[WHAT TO DO]: Count the lines in the items below that contain the string "hair". Reply with the number alone.

[INPUT]:
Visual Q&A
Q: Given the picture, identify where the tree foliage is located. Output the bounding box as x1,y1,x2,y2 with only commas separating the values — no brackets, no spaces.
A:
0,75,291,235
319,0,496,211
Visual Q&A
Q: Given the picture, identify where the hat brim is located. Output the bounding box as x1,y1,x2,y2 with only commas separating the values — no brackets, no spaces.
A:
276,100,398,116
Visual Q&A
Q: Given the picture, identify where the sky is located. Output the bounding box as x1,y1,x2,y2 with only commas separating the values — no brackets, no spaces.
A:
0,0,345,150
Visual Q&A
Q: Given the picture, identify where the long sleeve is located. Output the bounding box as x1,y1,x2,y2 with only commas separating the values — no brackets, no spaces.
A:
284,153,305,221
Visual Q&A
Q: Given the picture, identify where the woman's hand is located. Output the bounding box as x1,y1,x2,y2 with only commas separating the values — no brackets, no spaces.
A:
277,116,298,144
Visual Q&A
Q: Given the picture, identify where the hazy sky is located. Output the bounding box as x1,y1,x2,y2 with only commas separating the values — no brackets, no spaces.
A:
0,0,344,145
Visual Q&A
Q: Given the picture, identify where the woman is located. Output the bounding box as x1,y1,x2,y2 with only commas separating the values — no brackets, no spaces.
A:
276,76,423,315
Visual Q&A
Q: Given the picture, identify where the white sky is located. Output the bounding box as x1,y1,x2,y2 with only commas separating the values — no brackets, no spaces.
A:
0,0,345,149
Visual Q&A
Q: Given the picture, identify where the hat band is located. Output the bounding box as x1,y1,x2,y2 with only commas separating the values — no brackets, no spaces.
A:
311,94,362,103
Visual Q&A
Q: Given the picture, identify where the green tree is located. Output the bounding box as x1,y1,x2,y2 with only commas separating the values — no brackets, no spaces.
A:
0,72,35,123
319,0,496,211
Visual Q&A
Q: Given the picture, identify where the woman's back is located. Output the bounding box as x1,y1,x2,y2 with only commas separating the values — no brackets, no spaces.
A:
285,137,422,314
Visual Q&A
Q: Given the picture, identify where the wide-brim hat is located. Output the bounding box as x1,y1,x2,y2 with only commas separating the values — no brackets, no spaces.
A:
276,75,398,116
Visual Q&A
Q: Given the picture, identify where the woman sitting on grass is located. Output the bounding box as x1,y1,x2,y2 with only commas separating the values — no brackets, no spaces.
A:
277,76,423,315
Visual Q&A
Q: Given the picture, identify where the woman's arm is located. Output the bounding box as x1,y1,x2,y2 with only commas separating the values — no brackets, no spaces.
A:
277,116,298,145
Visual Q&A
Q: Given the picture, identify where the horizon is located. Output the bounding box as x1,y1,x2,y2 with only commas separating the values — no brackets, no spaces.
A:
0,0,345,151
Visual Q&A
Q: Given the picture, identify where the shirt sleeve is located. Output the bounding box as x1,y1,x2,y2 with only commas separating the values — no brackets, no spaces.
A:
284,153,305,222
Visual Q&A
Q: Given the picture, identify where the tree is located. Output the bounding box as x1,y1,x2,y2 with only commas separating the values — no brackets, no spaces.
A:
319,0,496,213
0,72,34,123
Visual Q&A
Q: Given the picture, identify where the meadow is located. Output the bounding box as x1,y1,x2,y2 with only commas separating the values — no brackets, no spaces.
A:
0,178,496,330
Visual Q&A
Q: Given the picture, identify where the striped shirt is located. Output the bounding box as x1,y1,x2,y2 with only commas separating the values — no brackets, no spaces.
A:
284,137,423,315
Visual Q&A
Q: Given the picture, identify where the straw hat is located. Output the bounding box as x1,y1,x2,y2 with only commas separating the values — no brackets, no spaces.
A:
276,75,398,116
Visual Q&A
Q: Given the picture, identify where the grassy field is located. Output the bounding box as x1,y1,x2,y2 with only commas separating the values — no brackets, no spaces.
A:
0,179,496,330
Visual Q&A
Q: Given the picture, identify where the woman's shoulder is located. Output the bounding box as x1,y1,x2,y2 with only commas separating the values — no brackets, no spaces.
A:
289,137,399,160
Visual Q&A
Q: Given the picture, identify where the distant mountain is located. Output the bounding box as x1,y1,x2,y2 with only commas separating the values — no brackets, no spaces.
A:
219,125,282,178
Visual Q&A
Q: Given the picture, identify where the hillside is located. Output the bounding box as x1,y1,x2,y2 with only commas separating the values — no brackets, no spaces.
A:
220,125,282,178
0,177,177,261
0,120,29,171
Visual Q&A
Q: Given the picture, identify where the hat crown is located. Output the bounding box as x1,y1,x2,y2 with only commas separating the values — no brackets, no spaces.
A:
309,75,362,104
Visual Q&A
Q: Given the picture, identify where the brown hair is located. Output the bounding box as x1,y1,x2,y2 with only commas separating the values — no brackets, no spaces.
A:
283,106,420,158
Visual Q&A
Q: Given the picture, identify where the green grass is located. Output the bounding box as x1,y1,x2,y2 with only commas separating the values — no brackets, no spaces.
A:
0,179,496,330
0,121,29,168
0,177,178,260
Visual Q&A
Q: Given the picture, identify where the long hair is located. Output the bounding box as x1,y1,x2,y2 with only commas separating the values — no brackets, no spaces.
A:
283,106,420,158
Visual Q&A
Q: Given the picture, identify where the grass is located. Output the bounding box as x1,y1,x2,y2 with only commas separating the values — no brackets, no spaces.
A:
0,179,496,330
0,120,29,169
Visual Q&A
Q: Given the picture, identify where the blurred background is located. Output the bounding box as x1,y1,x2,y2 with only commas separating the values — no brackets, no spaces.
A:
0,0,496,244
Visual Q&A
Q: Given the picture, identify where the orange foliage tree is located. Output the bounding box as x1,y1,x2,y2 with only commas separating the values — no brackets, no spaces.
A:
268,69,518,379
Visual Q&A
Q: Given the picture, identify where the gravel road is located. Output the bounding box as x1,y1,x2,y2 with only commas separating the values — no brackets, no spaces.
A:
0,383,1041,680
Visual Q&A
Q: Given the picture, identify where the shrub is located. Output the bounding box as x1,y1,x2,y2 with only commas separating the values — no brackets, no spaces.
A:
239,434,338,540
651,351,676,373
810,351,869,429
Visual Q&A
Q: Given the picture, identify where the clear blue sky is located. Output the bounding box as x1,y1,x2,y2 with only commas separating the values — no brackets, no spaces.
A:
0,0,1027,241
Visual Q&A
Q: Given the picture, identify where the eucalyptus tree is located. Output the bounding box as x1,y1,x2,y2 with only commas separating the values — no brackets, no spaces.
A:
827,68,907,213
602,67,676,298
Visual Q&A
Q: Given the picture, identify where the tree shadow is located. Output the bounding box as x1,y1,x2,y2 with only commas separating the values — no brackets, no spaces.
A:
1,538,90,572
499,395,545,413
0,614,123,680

[RESULT BELOW]: 2